Start of EXERCISE MATERIALS

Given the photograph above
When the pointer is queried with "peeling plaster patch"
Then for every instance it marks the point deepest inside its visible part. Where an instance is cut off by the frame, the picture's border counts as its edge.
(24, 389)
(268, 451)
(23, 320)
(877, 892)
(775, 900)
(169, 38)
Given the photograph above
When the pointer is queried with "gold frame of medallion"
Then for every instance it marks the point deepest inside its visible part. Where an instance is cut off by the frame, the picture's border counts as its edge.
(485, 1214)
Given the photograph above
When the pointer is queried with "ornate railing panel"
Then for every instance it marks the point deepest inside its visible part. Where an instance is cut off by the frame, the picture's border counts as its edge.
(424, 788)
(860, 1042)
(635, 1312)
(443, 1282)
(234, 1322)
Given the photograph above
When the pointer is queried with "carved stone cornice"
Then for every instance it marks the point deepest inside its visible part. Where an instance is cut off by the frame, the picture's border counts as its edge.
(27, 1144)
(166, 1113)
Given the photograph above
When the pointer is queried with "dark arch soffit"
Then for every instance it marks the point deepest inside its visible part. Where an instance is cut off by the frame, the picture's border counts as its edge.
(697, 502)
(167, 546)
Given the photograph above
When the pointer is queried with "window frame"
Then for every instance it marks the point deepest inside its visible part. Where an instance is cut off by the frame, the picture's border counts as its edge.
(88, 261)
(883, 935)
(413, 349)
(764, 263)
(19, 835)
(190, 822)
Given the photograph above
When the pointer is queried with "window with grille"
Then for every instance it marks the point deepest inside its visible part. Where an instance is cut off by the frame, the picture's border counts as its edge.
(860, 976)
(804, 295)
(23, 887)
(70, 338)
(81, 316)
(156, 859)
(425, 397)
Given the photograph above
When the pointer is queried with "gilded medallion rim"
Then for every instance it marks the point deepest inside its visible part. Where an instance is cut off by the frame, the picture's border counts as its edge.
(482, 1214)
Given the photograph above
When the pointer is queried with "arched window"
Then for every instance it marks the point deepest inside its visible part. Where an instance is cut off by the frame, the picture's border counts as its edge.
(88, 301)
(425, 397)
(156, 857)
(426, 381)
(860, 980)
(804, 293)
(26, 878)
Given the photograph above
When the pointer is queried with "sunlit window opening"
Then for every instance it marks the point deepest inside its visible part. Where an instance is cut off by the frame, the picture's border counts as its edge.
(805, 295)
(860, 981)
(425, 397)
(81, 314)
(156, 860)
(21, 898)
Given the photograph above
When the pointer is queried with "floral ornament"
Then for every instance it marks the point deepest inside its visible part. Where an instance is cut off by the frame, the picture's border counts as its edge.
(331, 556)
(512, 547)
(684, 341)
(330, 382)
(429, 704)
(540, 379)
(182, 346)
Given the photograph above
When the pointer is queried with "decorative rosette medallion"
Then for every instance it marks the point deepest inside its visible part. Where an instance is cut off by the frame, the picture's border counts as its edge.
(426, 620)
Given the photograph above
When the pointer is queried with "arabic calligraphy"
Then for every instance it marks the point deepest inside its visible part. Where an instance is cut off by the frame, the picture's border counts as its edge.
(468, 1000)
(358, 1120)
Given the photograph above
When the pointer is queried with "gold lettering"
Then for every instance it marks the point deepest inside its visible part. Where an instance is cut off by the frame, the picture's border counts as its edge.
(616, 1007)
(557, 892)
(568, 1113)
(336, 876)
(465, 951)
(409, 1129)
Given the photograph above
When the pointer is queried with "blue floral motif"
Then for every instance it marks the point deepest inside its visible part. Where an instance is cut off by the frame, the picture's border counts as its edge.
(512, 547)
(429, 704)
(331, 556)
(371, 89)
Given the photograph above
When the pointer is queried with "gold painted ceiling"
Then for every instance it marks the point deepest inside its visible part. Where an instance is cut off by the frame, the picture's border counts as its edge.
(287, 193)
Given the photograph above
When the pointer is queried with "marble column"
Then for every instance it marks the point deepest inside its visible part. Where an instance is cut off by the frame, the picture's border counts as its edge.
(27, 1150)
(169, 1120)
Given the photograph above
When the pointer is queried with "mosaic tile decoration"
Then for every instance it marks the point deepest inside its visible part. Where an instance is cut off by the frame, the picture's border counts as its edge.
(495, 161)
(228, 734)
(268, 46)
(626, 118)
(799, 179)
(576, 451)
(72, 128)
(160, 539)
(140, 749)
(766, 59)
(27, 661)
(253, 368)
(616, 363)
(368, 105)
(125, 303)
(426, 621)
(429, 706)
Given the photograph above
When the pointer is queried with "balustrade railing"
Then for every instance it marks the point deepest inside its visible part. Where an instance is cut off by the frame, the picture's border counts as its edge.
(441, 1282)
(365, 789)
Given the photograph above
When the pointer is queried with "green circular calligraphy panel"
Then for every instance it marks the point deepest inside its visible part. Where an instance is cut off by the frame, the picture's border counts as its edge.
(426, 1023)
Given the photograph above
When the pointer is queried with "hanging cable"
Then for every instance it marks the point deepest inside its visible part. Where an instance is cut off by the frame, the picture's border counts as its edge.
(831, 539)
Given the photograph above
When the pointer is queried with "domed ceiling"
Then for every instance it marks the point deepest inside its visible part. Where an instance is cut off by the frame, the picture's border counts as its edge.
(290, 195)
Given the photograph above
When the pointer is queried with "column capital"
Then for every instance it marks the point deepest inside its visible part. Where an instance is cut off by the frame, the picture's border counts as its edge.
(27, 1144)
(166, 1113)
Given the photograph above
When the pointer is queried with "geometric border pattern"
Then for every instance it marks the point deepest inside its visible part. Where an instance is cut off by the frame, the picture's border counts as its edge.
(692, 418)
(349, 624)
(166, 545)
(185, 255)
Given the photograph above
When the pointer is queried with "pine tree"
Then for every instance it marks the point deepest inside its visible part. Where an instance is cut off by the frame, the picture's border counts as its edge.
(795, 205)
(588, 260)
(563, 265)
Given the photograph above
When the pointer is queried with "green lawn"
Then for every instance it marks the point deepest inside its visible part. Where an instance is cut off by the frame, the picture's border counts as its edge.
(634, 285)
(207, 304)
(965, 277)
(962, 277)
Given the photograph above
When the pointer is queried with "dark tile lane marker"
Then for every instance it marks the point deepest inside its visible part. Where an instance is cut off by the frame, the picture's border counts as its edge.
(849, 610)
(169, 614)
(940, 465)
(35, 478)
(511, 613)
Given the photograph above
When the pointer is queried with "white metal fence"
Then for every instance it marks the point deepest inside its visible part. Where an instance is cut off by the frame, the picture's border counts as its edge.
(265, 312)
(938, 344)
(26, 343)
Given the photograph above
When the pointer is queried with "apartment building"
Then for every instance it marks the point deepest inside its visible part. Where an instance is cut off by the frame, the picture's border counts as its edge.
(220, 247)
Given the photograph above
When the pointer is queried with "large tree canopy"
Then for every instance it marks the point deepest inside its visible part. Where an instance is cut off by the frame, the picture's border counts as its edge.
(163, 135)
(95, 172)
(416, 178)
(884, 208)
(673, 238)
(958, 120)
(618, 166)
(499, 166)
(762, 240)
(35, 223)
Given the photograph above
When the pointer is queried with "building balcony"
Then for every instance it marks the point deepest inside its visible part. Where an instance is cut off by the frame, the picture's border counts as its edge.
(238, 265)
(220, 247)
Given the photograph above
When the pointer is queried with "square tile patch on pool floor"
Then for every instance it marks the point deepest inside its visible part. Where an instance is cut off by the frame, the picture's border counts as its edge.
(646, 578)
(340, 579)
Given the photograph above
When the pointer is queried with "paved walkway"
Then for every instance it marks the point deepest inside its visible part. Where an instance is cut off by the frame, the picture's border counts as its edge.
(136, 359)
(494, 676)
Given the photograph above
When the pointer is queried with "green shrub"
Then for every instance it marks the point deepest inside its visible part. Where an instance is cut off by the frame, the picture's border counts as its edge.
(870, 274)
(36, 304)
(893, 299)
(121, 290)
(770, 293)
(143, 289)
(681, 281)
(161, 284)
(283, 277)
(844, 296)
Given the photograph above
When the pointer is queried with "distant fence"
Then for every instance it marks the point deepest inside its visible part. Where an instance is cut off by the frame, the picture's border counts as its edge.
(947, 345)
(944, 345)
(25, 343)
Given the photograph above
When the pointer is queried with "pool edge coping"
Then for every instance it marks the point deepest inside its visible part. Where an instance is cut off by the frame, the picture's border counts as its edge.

End of EXERCISE MATERIALS

[ABOUT THIS EXERCISE] Which lines above contain the word "window"? Copy each one.

[TASK ANSWER]
When the pointer is queried with "window frame"
When the pointer is queried with "window with grille"
When the pointer is queried with "arched window"
When the pointer is queried with "sunlit window opening"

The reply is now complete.